++++ RECORDS FOR THIS TASK ++++

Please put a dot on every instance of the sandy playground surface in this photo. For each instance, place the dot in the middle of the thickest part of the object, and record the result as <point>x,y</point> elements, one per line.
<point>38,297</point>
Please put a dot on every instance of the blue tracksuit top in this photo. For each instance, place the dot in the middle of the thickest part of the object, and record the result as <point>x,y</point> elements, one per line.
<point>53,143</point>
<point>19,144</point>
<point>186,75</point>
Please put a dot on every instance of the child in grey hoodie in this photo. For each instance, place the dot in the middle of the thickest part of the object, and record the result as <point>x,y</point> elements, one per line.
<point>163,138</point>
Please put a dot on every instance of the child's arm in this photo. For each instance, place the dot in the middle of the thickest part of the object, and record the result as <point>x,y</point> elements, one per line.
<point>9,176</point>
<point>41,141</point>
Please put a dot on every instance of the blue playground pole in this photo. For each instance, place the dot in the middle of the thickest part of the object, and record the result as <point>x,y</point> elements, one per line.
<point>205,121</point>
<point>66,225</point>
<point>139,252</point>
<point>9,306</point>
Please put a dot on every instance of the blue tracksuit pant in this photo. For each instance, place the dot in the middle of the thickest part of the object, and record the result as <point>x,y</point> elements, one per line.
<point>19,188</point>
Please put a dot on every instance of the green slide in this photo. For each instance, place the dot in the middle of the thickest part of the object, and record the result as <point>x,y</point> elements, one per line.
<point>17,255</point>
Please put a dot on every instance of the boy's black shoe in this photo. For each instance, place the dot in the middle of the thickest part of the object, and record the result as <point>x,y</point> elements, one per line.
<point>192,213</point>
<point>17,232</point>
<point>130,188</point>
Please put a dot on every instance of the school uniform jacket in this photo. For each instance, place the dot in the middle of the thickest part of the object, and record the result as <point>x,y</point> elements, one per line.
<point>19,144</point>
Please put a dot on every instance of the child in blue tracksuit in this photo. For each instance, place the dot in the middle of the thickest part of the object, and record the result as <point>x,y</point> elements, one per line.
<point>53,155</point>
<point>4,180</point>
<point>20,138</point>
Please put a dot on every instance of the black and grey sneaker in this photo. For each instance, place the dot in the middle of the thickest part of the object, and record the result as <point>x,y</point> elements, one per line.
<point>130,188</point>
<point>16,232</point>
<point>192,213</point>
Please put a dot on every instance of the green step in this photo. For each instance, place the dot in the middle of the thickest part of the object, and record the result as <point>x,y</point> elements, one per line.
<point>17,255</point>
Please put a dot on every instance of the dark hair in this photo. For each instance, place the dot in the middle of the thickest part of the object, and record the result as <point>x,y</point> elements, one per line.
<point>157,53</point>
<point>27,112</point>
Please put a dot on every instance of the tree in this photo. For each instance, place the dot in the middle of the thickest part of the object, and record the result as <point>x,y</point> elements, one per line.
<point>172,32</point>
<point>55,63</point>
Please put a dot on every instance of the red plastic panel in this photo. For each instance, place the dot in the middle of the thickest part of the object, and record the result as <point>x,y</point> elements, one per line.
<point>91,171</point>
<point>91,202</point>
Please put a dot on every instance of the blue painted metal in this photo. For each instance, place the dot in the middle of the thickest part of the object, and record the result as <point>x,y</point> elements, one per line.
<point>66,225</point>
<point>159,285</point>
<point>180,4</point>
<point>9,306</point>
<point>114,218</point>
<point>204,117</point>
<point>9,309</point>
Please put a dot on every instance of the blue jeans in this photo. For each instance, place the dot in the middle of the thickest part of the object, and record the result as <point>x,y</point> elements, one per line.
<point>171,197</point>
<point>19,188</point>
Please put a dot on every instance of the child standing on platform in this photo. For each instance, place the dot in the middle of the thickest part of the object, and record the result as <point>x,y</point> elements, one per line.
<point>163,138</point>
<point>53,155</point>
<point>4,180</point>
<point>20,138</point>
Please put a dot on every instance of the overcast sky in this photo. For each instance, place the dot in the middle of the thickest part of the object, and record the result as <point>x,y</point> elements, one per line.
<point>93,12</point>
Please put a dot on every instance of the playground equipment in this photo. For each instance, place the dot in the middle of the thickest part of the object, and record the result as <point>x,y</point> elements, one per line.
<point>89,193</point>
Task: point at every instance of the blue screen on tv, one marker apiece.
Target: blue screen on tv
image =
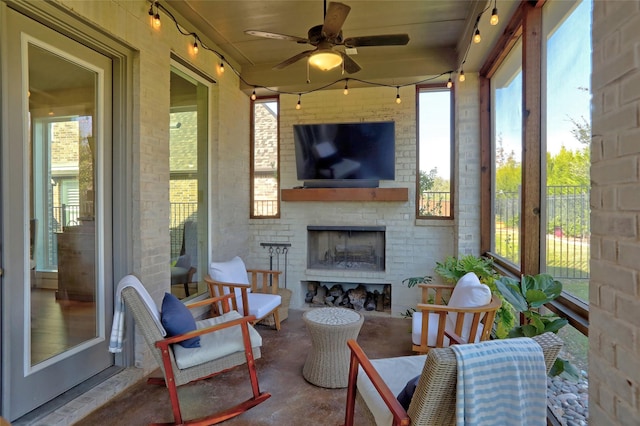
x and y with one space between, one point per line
345 151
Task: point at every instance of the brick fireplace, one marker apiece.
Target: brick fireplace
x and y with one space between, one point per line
351 250
356 248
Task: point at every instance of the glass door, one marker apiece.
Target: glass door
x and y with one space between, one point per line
56 222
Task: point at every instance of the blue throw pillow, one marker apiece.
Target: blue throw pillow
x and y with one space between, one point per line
177 319
405 395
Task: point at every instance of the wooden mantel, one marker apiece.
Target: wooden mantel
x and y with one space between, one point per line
345 194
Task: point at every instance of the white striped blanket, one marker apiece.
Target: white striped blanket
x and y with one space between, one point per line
501 382
117 328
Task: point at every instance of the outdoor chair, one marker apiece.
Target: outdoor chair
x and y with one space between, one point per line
375 385
224 342
469 313
257 297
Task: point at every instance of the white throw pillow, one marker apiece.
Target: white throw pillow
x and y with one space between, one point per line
469 292
232 271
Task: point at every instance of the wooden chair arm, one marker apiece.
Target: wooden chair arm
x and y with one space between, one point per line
359 359
494 304
264 271
437 286
454 338
212 284
224 300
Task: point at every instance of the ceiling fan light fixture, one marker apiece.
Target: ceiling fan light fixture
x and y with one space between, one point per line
325 59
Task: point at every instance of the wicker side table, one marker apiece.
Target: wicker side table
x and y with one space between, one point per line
327 363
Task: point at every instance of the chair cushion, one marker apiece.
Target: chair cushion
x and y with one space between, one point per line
260 304
177 319
469 292
395 372
217 344
232 271
416 329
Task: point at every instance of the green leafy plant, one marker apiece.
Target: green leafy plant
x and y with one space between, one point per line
527 297
452 269
412 282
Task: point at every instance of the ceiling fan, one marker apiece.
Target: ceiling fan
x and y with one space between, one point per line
328 35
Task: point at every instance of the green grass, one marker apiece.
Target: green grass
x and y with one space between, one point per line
567 259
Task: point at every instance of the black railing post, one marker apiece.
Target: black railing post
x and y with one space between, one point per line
275 250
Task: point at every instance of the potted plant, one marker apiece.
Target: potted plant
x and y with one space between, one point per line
527 297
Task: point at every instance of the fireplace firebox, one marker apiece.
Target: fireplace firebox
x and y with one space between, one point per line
360 248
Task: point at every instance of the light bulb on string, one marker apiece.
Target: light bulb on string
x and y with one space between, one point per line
156 17
476 37
151 14
494 15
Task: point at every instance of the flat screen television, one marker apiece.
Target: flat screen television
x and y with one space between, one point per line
345 154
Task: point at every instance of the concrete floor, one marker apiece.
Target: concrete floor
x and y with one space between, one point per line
293 400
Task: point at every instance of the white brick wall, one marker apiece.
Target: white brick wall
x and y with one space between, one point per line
614 321
412 249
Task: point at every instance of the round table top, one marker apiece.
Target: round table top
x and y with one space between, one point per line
332 316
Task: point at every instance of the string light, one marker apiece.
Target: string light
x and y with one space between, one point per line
494 14
196 46
151 13
476 37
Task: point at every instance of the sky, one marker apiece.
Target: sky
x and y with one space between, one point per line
568 75
568 94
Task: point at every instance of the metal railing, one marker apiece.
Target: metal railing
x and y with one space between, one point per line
265 207
180 213
435 203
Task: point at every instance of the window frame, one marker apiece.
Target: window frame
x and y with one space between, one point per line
252 172
437 87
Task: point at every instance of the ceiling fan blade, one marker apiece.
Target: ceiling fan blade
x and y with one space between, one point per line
334 19
379 40
275 36
293 59
350 65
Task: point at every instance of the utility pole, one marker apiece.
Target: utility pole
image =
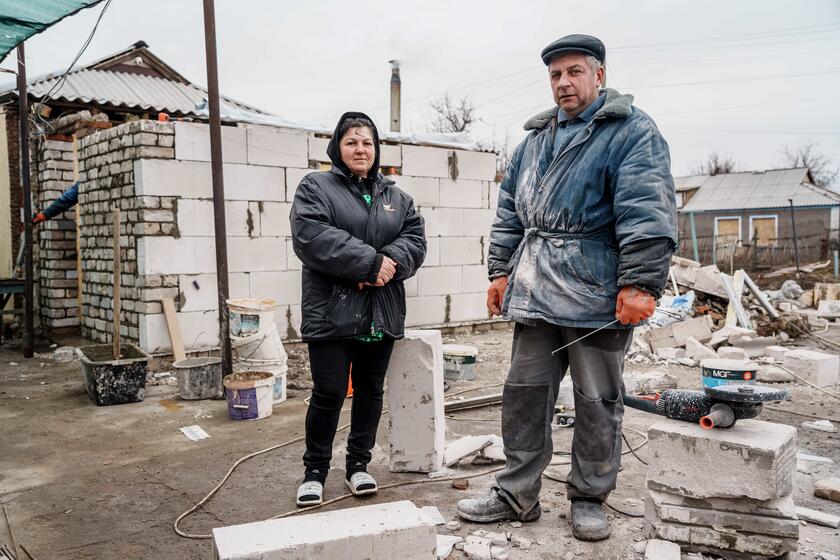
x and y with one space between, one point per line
218 183
23 110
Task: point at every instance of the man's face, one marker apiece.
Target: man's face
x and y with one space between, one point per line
573 82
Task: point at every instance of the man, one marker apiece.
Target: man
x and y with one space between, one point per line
583 236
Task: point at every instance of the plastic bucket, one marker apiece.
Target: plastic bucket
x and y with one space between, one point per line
277 369
199 378
459 361
260 346
722 371
249 395
250 316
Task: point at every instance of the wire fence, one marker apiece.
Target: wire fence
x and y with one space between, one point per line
730 253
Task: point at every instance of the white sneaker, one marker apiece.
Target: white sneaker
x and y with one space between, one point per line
310 494
361 483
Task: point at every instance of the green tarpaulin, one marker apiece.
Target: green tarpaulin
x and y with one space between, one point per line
21 19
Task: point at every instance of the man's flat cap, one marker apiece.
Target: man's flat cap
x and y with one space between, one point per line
586 44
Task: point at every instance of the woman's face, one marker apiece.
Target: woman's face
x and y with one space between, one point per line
358 150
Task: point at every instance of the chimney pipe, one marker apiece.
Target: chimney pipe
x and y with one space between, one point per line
395 95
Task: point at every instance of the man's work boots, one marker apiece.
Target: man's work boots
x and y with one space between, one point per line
589 522
491 508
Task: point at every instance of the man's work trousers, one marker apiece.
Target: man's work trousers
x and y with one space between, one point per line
596 364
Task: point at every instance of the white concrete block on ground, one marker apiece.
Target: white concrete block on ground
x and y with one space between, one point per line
192 142
422 311
199 330
258 254
443 221
425 161
380 531
283 287
199 291
476 165
468 307
439 280
754 459
818 368
463 193
268 145
425 191
274 219
415 397
460 251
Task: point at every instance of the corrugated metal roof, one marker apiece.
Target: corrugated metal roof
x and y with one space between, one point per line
132 91
756 190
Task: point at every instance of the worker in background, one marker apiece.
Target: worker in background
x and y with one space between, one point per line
359 238
582 240
66 201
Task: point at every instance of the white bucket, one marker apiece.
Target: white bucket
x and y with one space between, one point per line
277 369
250 316
459 361
260 346
249 395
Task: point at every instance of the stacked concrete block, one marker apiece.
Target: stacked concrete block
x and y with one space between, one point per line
378 532
724 492
55 240
415 397
820 369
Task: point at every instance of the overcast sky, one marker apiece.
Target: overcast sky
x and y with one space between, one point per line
739 77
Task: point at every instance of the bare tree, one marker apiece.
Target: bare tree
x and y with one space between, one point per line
715 164
453 115
823 171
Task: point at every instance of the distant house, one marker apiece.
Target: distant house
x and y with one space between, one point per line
753 210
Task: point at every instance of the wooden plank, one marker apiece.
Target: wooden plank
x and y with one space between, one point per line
178 352
732 309
117 301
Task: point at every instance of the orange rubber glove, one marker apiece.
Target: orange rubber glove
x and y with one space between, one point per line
633 305
496 295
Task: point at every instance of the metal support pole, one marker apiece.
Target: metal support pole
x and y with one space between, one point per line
23 110
694 237
795 241
218 182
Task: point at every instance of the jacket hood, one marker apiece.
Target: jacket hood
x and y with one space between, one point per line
334 151
616 105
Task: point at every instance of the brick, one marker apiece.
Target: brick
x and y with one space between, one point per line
275 147
476 165
199 291
283 287
380 531
753 459
424 190
662 550
423 311
818 368
468 307
415 394
462 193
443 221
439 280
192 142
460 251
425 161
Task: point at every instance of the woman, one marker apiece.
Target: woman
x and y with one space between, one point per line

++++

-- REQUIRED ACTION --
Wherever the word "chair" appears in the entries above, copy that whole line.

-- RESPONSE FOR THIS EXERCISE --
Task: point at every instance of the outdoor chair, one marker apiece.
Target: outdoor chair
Task: point at every instance of the wooden chair arm, one marker apiece.
Target: wooden chair arm
Task: point at every instance of the chair cushion, one marker apiece.
Target: chair cushion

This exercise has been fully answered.